In your answer, copy every entry that follows exactly.

▸ **INFORMATION GIVEN**
-=-=-

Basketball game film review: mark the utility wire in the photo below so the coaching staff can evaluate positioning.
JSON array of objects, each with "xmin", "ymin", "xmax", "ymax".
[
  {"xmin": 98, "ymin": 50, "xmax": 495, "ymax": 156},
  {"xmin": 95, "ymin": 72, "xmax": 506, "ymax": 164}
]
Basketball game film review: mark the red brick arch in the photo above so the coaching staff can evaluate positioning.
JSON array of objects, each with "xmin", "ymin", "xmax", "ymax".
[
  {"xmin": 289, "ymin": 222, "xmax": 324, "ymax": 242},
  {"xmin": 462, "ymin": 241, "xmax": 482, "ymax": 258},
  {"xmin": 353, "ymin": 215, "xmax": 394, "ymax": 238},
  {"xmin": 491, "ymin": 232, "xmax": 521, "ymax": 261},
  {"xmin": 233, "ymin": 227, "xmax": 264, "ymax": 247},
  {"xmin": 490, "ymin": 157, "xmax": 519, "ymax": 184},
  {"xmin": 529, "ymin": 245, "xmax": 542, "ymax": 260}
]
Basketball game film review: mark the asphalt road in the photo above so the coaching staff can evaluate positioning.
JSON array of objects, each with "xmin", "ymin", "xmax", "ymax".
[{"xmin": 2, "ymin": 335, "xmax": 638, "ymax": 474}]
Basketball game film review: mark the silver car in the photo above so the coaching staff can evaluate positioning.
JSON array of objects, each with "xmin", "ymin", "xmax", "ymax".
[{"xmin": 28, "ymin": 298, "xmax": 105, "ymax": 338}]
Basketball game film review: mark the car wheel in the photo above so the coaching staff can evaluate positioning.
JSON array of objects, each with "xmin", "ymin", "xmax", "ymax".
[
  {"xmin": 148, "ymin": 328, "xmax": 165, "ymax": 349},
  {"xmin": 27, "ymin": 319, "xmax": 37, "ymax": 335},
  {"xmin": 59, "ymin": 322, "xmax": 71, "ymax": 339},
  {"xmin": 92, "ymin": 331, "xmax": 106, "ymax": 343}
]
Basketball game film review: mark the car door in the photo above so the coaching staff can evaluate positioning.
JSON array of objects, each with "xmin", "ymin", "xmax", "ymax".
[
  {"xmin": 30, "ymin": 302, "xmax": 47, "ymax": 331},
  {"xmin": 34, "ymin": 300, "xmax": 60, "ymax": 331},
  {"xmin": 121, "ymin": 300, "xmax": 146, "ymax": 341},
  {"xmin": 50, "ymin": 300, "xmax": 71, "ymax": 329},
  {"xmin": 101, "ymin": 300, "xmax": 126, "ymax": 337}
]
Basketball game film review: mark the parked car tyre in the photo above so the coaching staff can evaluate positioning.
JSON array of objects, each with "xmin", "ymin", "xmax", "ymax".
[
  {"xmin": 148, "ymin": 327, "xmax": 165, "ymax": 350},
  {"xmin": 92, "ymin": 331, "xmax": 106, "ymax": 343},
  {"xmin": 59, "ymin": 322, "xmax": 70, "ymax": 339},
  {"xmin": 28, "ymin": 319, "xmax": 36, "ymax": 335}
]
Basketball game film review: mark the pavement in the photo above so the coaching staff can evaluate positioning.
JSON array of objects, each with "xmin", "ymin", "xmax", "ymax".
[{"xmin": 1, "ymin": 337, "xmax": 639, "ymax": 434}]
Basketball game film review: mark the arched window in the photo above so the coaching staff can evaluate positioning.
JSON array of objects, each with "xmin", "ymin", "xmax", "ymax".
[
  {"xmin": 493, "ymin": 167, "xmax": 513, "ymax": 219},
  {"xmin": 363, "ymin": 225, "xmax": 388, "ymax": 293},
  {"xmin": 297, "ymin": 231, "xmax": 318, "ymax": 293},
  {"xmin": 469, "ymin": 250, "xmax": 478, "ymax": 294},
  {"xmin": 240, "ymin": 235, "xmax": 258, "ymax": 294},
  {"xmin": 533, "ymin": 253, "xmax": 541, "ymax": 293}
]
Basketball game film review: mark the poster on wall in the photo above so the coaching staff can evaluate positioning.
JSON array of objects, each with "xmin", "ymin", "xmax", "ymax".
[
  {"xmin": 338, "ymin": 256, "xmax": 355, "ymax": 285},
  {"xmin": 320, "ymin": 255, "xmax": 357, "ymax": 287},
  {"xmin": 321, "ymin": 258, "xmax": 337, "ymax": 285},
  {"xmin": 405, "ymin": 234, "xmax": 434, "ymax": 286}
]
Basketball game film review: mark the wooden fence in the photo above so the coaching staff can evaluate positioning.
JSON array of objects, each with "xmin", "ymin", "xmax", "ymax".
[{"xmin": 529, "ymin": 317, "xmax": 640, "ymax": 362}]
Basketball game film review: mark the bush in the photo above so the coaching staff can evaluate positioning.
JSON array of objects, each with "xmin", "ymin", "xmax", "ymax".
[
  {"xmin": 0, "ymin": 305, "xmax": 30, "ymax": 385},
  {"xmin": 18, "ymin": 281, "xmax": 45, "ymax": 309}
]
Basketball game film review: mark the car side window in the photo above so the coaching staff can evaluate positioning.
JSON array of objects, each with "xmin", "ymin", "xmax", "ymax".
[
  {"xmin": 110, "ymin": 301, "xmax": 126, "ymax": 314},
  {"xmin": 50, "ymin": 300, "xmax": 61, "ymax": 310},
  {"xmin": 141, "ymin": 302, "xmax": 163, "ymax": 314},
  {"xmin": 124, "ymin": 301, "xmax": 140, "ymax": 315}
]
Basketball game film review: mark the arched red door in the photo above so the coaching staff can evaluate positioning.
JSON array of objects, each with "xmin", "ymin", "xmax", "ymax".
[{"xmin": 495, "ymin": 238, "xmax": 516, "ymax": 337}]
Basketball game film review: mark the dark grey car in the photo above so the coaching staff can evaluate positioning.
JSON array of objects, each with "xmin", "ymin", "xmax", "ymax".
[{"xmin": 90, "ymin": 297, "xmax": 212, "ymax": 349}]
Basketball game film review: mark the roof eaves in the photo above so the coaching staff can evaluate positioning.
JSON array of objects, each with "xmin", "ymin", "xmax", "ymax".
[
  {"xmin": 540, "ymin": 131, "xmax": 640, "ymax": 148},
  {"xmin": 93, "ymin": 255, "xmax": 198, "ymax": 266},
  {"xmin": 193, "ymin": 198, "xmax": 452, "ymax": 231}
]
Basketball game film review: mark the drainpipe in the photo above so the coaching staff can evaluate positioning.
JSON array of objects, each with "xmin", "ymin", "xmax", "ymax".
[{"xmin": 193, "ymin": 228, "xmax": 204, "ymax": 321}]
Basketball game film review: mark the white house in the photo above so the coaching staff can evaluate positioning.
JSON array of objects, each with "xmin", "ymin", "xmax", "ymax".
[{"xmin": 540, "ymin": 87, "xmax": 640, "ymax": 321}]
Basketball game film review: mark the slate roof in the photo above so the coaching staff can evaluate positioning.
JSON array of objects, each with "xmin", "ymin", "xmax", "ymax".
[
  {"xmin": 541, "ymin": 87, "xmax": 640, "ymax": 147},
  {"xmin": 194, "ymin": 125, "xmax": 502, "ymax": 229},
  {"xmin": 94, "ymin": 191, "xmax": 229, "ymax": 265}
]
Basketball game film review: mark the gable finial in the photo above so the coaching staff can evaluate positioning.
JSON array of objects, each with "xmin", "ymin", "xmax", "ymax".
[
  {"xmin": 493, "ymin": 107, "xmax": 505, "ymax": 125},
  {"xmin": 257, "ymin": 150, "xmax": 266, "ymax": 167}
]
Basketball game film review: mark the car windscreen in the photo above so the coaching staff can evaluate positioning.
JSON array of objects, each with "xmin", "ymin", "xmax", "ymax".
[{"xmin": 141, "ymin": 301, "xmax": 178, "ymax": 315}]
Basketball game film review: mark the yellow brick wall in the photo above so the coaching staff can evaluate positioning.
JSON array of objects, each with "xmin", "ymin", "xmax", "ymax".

-=-=-

▸ **WRITTEN ANSWER**
Basketball game film review: mark the utility wire in the photo below so the coaching staff can evaluate positioning.
JSON array of objects, each with "xmin", "ymin", "xmax", "ymax".
[
  {"xmin": 98, "ymin": 50, "xmax": 495, "ymax": 156},
  {"xmin": 95, "ymin": 72, "xmax": 506, "ymax": 164}
]
Basketball game film review: mark the red brick arch in the photo above so the coaching staff can evaluate positioning.
JSON array of objects, each with "xmin", "ymin", "xmax", "ymax".
[
  {"xmin": 289, "ymin": 222, "xmax": 324, "ymax": 242},
  {"xmin": 462, "ymin": 241, "xmax": 482, "ymax": 258},
  {"xmin": 353, "ymin": 215, "xmax": 394, "ymax": 238},
  {"xmin": 491, "ymin": 232, "xmax": 521, "ymax": 261},
  {"xmin": 233, "ymin": 227, "xmax": 264, "ymax": 247},
  {"xmin": 490, "ymin": 157, "xmax": 519, "ymax": 184},
  {"xmin": 529, "ymin": 245, "xmax": 542, "ymax": 260}
]
Basketball game film review: mark the asphalt road in the photo above so the coaching staff can evaluate positioning.
JSON array of objects, each with "xmin", "ymin", "xmax", "ymax".
[{"xmin": 2, "ymin": 335, "xmax": 638, "ymax": 474}]
Basketball game film review: mark the silver car in the photo above so the coaching staff can evaluate positioning.
JSON array of objects, each with "xmin", "ymin", "xmax", "ymax".
[{"xmin": 28, "ymin": 298, "xmax": 105, "ymax": 338}]
Basketball game film review: mark the car wheel in the photo above so the coaching staff can evaluate positioning.
JSON array of objects, each with "xmin", "ymin", "xmax", "ymax".
[
  {"xmin": 148, "ymin": 328, "xmax": 165, "ymax": 349},
  {"xmin": 27, "ymin": 319, "xmax": 37, "ymax": 335},
  {"xmin": 59, "ymin": 322, "xmax": 71, "ymax": 339},
  {"xmin": 92, "ymin": 331, "xmax": 106, "ymax": 343}
]
Basketball game film review: mark the car door in the photo above so the coaching staff can evaluate positioning.
JSON array of objects, each with "xmin", "ymin", "xmax", "ymax".
[
  {"xmin": 30, "ymin": 302, "xmax": 47, "ymax": 331},
  {"xmin": 34, "ymin": 300, "xmax": 60, "ymax": 331},
  {"xmin": 121, "ymin": 300, "xmax": 146, "ymax": 341},
  {"xmin": 50, "ymin": 300, "xmax": 71, "ymax": 329},
  {"xmin": 101, "ymin": 300, "xmax": 126, "ymax": 337}
]
Basketball game film review: mark the parked car tyre in the photo above so the coaching staff can evaluate positioning.
JSON array of objects, each with "xmin", "ymin", "xmax", "ymax".
[
  {"xmin": 148, "ymin": 327, "xmax": 165, "ymax": 350},
  {"xmin": 92, "ymin": 331, "xmax": 106, "ymax": 343},
  {"xmin": 59, "ymin": 322, "xmax": 70, "ymax": 339},
  {"xmin": 28, "ymin": 319, "xmax": 36, "ymax": 335}
]
Basketball game film review: mark the pavement in the photo above so the coaching staff can evaluate positioning.
JSON array of objects, each with "xmin", "ymin", "xmax", "ymax".
[{"xmin": 1, "ymin": 337, "xmax": 639, "ymax": 434}]
Basketball game film review: mark the arched window in the photo above so the coaching staff can evaluate positioning.
JSON array of objects, each with "xmin", "ymin", "xmax", "ymax".
[
  {"xmin": 493, "ymin": 167, "xmax": 513, "ymax": 219},
  {"xmin": 363, "ymin": 225, "xmax": 388, "ymax": 293},
  {"xmin": 297, "ymin": 231, "xmax": 318, "ymax": 293},
  {"xmin": 469, "ymin": 250, "xmax": 478, "ymax": 294},
  {"xmin": 240, "ymin": 235, "xmax": 258, "ymax": 294},
  {"xmin": 533, "ymin": 253, "xmax": 541, "ymax": 293}
]
Basketball game film review: mark the poster on wall in the photo above so the coaching staff can evaluate positioning.
JSON array of objects, each with "xmin", "ymin", "xmax", "ymax".
[
  {"xmin": 338, "ymin": 256, "xmax": 355, "ymax": 285},
  {"xmin": 320, "ymin": 255, "xmax": 357, "ymax": 287},
  {"xmin": 321, "ymin": 258, "xmax": 337, "ymax": 285},
  {"xmin": 405, "ymin": 234, "xmax": 434, "ymax": 286}
]
Basketball game film review: mark the wooden fence in the photo above so the coaching staff can evaluate positioning.
JSON array of objects, each with "xmin", "ymin", "xmax", "ymax".
[{"xmin": 529, "ymin": 317, "xmax": 640, "ymax": 362}]
Basketball game film review: mark the bush in the photo above so the coaching staff can evaluate positioning.
JSON array of objects, each with "xmin", "ymin", "xmax", "ymax".
[
  {"xmin": 0, "ymin": 305, "xmax": 30, "ymax": 385},
  {"xmin": 18, "ymin": 281, "xmax": 45, "ymax": 309}
]
Basketball game film review: mark the car side window in the photo above so the coaching staff can evaluate positioning.
JSON array of objects, each with "xmin", "ymin", "xmax", "ymax".
[
  {"xmin": 110, "ymin": 301, "xmax": 126, "ymax": 314},
  {"xmin": 50, "ymin": 300, "xmax": 61, "ymax": 310},
  {"xmin": 141, "ymin": 302, "xmax": 163, "ymax": 314},
  {"xmin": 124, "ymin": 301, "xmax": 140, "ymax": 315}
]
Basketball game film review: mark the arched red door in the photo above so the coaching staff can evaluate positioning.
JSON array of objects, each with "xmin", "ymin", "xmax", "ymax".
[{"xmin": 495, "ymin": 238, "xmax": 516, "ymax": 337}]
Basketball game film review: mark the dark grey car in the photo above so the coaching staff can evaluate positioning.
JSON array of objects, each with "xmin", "ymin", "xmax", "ymax".
[{"xmin": 90, "ymin": 297, "xmax": 212, "ymax": 349}]
Basketball game film review: mark the roof eaves in the photo above so the coaching staff can evaluate positioning.
JSON array of objects, each with "xmin", "ymin", "xmax", "ymax".
[
  {"xmin": 540, "ymin": 131, "xmax": 640, "ymax": 148},
  {"xmin": 93, "ymin": 255, "xmax": 198, "ymax": 266},
  {"xmin": 193, "ymin": 198, "xmax": 452, "ymax": 231}
]
Basketball game film review: mark the drainpipe in the photo above so the coaching staff can evaluate positioning.
JSON array of objects, each with "xmin", "ymin", "xmax", "ymax".
[{"xmin": 193, "ymin": 228, "xmax": 204, "ymax": 321}]
Basketball game film review: mark the white house in the photo above so the coaching staff can evaluate positioning.
JSON array of objects, each with "xmin", "ymin", "xmax", "ymax".
[{"xmin": 540, "ymin": 87, "xmax": 640, "ymax": 321}]
Basketball game film review: mark the slate roof in the photo above so the coaching staff can evaluate positioning.
JSON array of objects, each with "xmin", "ymin", "xmax", "ymax".
[
  {"xmin": 541, "ymin": 87, "xmax": 640, "ymax": 147},
  {"xmin": 194, "ymin": 125, "xmax": 502, "ymax": 229},
  {"xmin": 94, "ymin": 191, "xmax": 229, "ymax": 265}
]
Basketball game film review: mark the gable finial in the photo above so the coaching staff can evaluate positioning.
JSON array of objects, each with "xmin", "ymin", "xmax", "ymax".
[
  {"xmin": 493, "ymin": 107, "xmax": 505, "ymax": 125},
  {"xmin": 257, "ymin": 150, "xmax": 266, "ymax": 167}
]
Basketball game film review: mark the car windscreen in the photo above so the coaching staff can evaluate positioning.
JSON array of objects, each with "xmin", "ymin", "xmax", "ymax".
[{"xmin": 141, "ymin": 301, "xmax": 178, "ymax": 315}]
Basketball game film review: mark the yellow brick wall in the photo above so the coaching staff can evaluate positioning.
JSON array of objects, each with "xmin", "ymin", "xmax", "ymax".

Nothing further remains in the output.